**Предложенный фрагмент**:
Русский Журнал
СегодняОбзорыКолонкиПереводИздательства

Шведская полка | Иномарки | Чтение без разбору | Книга на завтра | Периодика | Электронные библиотеки | Штудии | Журнальный зал
/ Круг чтения / Чтение без разбору < Вы здесь
Царство любви
Михаил Кузмин. Александрийские песни

Дата публикации:  20 Октября 2000

получить по E-mail получить по E-mail
версия для печати версия для печати

Стихи Кузмина я впервые услышал от бабушки. Как и стихи многих других поэтов - Гумилева, Северянина, разных маргиналов вроде Виктора Гофмана ("и шорох чьих-то длинных-длинных, красиво загнутых ресниц" ["красиво загнутых рогов", написали злобные пародисты в старинном сборнике "Парнас дыбом", когда сочиняли версии "Серенького козлика" в стиле разных поэтов]). Собственно, я не знал, что это Кузмин, Гумилев и так далее - бабушка редко помнила, чьи стихи она цитирует. К тому же это было всегда одно стихотворение:

Разве неправда,
что жемчужина в уксусе тает,
что вербена освежает воздух,
что нежно голубей воркованье?

Когда много лет спустя я впервые прочел "Александрийские песни", у меня возникли две мысли: "не может быть, неужели это оно?" и "в книжке что-то неправильно", - потому что бабушка цитировала стихотворение с мелкими неточностями. Но особое отношение именно к этому тексту у меня сохранилось. Так часто бывает; когда-то я читал книжку астронома Шкловского, ей был предпослан эпиграф: "И страшным, страшным креном / К другим каким-нибудь / Неведомым вселенным / Повернут Млечный Путь". Сколько я потом ни перечитывал "Ночь" Пастернака, такого ощущения всеохватного, изумляющего ужаса перед бездонностью мироздания, как в первый раз, когда я увидел эти строки, испытать уже не получалось.

У Кузмина часть больше целого. Поджаренная булка больше и важнее, чем все стихотворение, все равно ведь слога не найти, чтоб описать; "форель разбивает лед" больше, чем "Форель разбивает лед", жемчужина, вербена, систр и далекие огороды с кукурузой больше, чем "Александрийские песни". Бог Кузмина - в деталях; и не Бог, а боги, гении, лары и пенаты, хранящие каждый дом, каждый очаг, каждый дворец, каждое подземелье.

**Блок данных**:
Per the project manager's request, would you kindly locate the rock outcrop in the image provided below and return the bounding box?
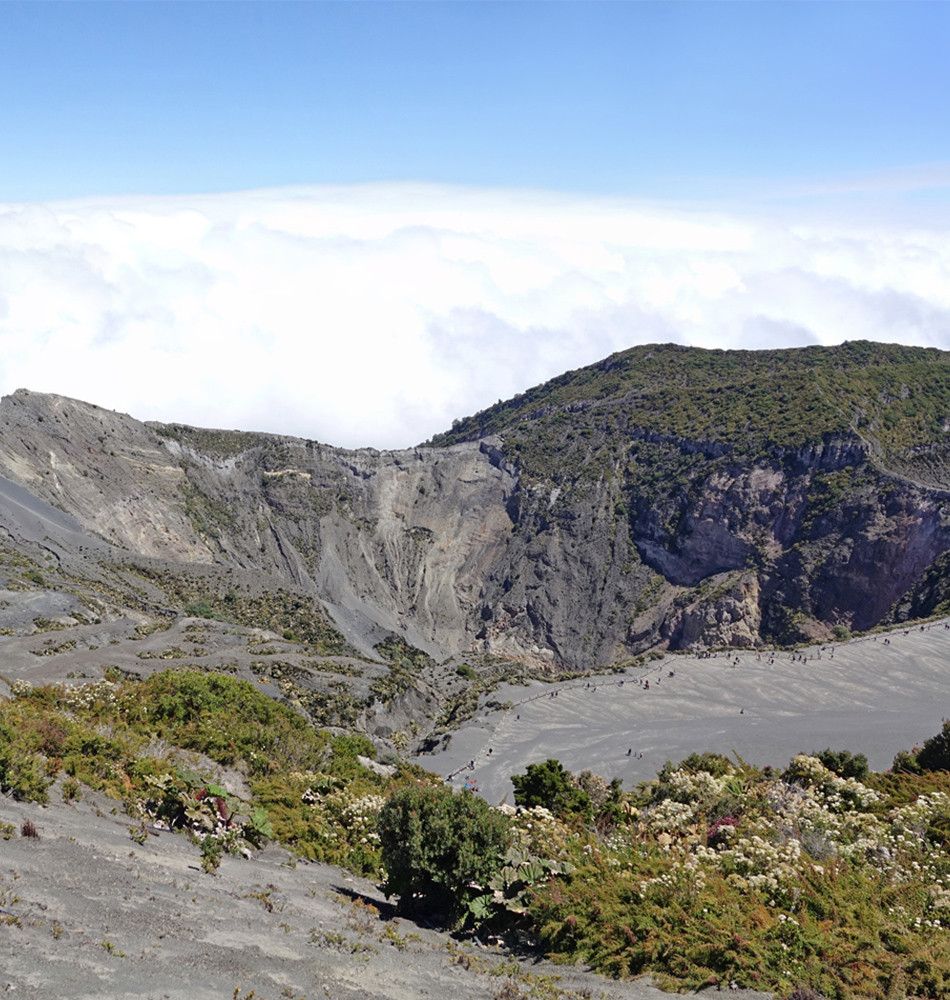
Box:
[0,340,950,669]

**Задания**:
[a] Перечислите всех поэтов, чьи стихи, согласно заметке о Кузмине, впервые прозвучали из уст бабушки и названы там по имени.
[b] Перепишите из заметки о Кузмине без изменений фрагмент, начиная со слов "Дата публикации:  20 Октября" и заканчивая словами "нежно голубей воркованье?".
[c] Чьей книжке, согласно заметке о Кузмине, был предпослан эпиграф со строками о Млечном Пути?

**Ответы к заданиям**:
[a] Михаил Кузмин, Гумилев, Северянин, Виктор Гофман

[b]
Дата публикации:  20 Октября 2000

получить по E-mail получить по E-mail
версия для печати версия для печати

Стихи Кузмина я впервые услышал от бабушки. Как и стихи многих других поэтов - Гумилева, Северянина, разных маргиналов вроде Виктора Гофмана ("и шорох чьих-то длинных-длинных, красиво загнутых ресниц" ["красиво загнутых рогов", написали злобные пародисты в старинном сборнике "Парнас дыбом", когда сочиняли версии "Серенького козлика" в стиле разных поэтов]). Собственно, я не знал, что это Кузмин, Гумилев и так далее - бабушка редко помнила, чьи стихи она цитирует. К тому же это было всегда одно стихотворение:

Разве неправда,
что жемчужина в уксусе тает,
что вербена освежает воздух,
что нежно голубей воркованье?

[c] Книжке астронома Шкловского.